= What you will do =
Return the entries in their entirety, precisely as given.

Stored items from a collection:
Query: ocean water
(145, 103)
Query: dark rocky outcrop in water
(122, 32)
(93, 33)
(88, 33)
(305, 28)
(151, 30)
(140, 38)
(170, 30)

= Result below =
Query: ocean water
(145, 103)
Query: dark rocky outcrop in water
(122, 32)
(93, 33)
(88, 33)
(305, 28)
(151, 30)
(140, 38)
(170, 30)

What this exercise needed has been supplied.